#### BRIEF
Reproduce the book review below word for word, in its entirety.
*** Opening SOURCE DOCUMENT ***
What surprised me as an author was the investment V.J., made in new supporting characters, some of whom steal the show at certain points. I can’t say much without giving away some interesting developments. I think, though, that readers will enjoy Erech and Tsimor very much. Erech could work as the protagonist in his own series easily, and I spotted an opportunity provided by the science exposed in reference to the title—which baffled me for a few hundred pages—that offers a believable chance for the author to branch him out of this series.
‘What Comes in the Night’
The author manages this fair-sized and complex cast with a deft use of viewpoint perspective. She is far less blunt with it than George R. R. Martin, who is its primary proponent, and not as profuse with it as some lesser know writers have recently been. This is something that is subtle, and you will notice as an improvement over the narrative in the first book. It is useful in the smooth telling of a story from the varying perspectives of characters who are not physically together in the story arc. Victoria is the first author that I have noticed mixing traditional perspective musing, with the italicized variation, by assigning the traditional method to minor characters. This was very nifty and I hope Victoria develops this further. [I know it was experimental, but it worked—go with it.]
One area in which female novelists tend to outstrip their male counterparts, is in the use of plot turns and perspective shifts. Female readers love this, and many male readers get impatient with it. Victoria comes in at about Louis L A’mour’s level of perspective shifts, which is right on the cusp. Any more frequent and it would begin to read like a soap opera or 1920s film serial. Any less frequent perspective shifts would make it difficult to obscure plot turns and not spoil the ending. This is a daunting dance when you are writing down the middle for a mixed male-female audience.
*** Closing SOURCE DOCUMENT ***
*** Opening RECORDS SHOWN ***
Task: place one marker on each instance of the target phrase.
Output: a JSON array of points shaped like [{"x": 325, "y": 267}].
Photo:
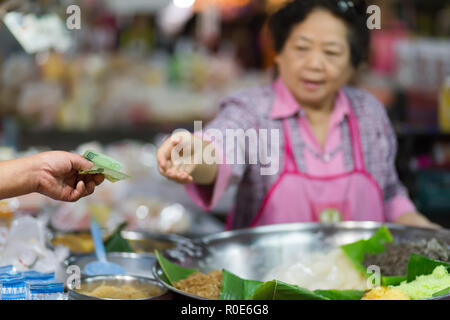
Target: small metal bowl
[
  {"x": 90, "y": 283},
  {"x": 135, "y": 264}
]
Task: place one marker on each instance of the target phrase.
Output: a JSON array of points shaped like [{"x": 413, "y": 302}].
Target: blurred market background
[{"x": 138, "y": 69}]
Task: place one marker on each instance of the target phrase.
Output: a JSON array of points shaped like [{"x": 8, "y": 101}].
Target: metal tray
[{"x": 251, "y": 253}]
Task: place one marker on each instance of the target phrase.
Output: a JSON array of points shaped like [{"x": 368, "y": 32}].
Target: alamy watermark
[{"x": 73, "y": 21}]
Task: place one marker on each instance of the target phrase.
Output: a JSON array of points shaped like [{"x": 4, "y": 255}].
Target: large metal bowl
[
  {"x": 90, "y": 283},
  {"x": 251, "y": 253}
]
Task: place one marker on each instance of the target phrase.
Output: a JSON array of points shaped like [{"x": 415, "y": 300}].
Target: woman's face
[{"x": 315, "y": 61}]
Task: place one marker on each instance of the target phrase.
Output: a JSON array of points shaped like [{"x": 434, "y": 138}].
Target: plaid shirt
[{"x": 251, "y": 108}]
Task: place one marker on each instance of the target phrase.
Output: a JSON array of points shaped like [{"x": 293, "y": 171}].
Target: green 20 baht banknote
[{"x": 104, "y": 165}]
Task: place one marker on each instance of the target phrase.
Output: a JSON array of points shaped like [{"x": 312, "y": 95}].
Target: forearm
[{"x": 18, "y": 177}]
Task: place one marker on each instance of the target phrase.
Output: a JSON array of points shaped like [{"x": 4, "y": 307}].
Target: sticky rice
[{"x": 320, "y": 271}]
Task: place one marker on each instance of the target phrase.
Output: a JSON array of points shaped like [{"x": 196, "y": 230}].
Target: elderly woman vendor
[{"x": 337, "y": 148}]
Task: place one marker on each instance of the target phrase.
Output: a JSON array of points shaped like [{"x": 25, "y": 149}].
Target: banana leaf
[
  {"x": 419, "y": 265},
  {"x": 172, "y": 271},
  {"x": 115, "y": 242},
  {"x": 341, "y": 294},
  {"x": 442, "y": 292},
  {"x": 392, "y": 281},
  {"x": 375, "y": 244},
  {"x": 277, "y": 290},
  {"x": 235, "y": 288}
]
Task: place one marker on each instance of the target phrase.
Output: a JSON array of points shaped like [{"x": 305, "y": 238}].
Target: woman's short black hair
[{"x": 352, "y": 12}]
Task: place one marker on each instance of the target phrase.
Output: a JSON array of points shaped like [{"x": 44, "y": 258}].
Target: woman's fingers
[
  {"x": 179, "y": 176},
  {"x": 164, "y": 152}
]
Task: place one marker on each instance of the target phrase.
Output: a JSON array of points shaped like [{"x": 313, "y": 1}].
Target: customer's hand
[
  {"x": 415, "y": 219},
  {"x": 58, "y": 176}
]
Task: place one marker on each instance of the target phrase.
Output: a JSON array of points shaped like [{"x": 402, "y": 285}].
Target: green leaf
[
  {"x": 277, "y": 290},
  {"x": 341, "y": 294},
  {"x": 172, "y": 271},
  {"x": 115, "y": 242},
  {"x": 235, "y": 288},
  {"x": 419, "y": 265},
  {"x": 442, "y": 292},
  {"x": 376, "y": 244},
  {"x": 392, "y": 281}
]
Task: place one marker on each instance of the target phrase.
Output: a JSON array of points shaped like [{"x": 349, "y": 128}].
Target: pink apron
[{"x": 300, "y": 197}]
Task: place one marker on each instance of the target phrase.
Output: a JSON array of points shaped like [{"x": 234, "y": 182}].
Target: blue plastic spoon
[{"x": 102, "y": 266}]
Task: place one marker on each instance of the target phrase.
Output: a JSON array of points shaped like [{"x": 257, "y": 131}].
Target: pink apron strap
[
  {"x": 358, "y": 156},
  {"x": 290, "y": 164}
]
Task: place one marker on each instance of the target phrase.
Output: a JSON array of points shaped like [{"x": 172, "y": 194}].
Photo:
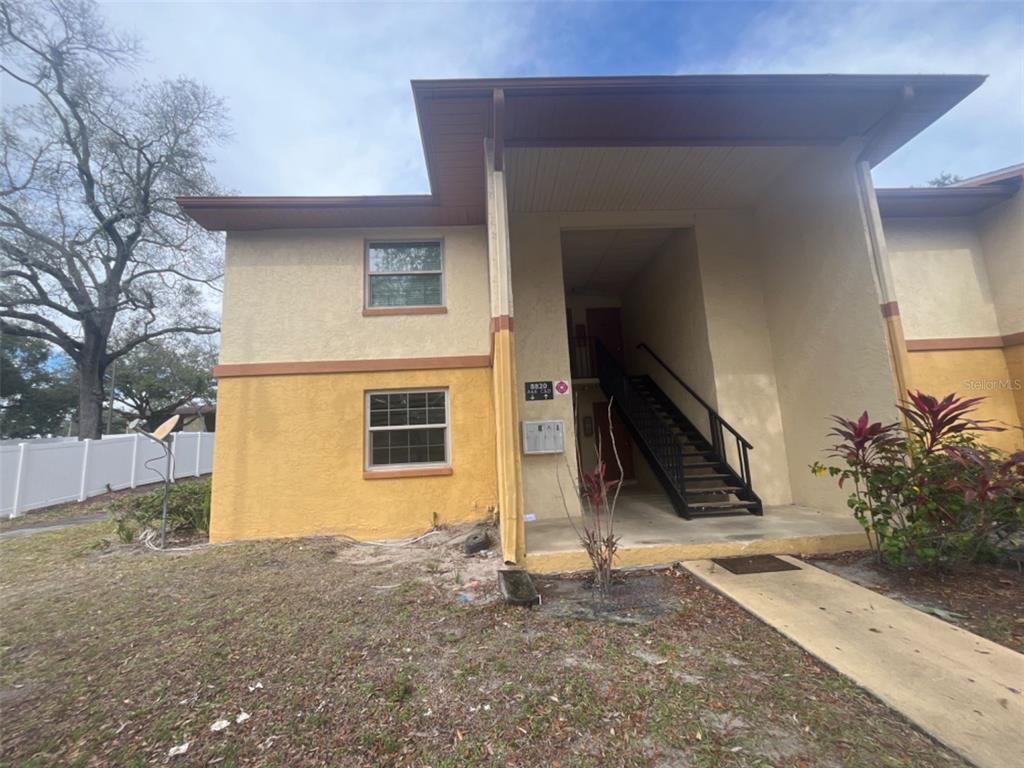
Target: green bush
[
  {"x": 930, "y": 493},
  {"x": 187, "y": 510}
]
*** Closing RECORDS SHOWN ***
*** Opening RECORDS SHOWN ***
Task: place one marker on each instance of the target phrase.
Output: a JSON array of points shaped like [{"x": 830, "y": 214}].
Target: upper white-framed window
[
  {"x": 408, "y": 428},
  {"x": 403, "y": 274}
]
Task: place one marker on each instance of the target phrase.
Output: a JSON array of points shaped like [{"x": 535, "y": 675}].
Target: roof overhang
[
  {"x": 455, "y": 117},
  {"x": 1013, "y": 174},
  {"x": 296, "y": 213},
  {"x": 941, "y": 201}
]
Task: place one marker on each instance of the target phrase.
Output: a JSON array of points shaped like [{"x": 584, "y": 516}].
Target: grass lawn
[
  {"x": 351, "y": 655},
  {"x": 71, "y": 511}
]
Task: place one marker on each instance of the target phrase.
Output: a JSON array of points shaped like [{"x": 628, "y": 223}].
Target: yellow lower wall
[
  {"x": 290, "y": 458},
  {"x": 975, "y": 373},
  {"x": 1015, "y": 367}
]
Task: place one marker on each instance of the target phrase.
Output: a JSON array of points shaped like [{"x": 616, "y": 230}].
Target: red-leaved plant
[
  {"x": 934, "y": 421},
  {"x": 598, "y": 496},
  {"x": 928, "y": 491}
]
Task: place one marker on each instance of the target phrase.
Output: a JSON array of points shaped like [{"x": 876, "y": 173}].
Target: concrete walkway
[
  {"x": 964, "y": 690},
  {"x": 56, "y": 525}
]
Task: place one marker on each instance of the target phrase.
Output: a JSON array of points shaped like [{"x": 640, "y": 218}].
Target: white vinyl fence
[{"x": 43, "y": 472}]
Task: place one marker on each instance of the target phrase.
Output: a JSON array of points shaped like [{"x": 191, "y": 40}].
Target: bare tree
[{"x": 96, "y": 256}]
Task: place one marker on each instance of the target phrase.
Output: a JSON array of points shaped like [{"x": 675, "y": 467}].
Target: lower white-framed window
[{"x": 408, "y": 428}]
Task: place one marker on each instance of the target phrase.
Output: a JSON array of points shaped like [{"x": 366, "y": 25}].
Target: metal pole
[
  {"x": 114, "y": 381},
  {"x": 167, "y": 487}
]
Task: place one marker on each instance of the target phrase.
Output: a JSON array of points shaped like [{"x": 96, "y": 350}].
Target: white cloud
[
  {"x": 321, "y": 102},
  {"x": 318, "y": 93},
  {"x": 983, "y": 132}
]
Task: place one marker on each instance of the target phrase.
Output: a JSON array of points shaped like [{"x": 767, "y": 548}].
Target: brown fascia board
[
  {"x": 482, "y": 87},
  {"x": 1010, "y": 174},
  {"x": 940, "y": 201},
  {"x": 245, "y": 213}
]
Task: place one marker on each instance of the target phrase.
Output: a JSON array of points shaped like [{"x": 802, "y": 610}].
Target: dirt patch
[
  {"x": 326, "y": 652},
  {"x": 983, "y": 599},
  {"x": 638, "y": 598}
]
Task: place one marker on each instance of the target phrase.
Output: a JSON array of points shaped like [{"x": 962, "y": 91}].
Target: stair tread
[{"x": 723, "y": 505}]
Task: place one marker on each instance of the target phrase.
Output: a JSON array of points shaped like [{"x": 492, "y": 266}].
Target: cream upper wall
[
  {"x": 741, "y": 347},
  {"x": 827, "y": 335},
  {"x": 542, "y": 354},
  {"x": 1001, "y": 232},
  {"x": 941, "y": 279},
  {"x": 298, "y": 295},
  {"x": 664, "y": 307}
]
*** Closing RECORDS SHOWN ***
#### YOUR RESPONSE
What surprised me as an author was the investment V.J., made in new supporting characters, some of whom steal the show at certain points. I can’t say much without giving away some interesting developments. I think, though, that readers will enjoy Erech and Tsimor very much. Erech could work as the protagonist in his own series easily, and I spotted an opportunity provided by the science exposed in reference to the title—which baffled me for a few hundred pages—that offers a believable chance for the author to branch him out of this series.
‘What Comes in the Night’
The author manages this fair-sized and complex cast with a deft use of viewpoint perspective. She is far less blunt with it than George R. R. Martin, who is its primary proponent, and not as profuse with it as some lesser know writers have recently been. This is something that is subtle, and you will notice as an improvement over the narrative in the first book. It is useful in the smooth telling of a story from the varying perspectives of characters who are not physically together in the story arc. Victoria is the first author that I have noticed mixing traditional perspective musing, with the italicized variation, by assigning the traditional method to minor characters. This was very nifty and I hope Victoria develops this further. [I know it was experimental, but it worked—go with it.]
One area in which female novelists tend to outstrip their male counterparts, is in the use of plot turns and perspective shifts. Female readers love this, and many male readers get impatient with it. Victoria comes in at about Louis L A’mour’s level of perspective shifts, which is right on the cusp. Any more frequent and it would begin to read like a soap opera or 1920s film serial. Any less frequent perspective shifts would make it difficult to obscure plot turns and not spoil the ending. This is a daunting dance when you are writing down the middle for a mixed male-female audience.